Rename "gazebo" to "pavilion" in the lines running from the one holding "Output form: <point>582,630</point>" through the last line, inclusive. Give only those lines, with everything else unchanged.

• _Dataset excerpt_
● ● ● ●
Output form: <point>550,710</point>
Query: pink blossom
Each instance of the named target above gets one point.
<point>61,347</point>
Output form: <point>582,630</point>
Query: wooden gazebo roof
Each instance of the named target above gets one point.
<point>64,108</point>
● ● ● ●
• _Result of this task_
Output form: <point>582,630</point>
Query: wooden pavilion roof
Each instance of the named target above gets one point.
<point>64,108</point>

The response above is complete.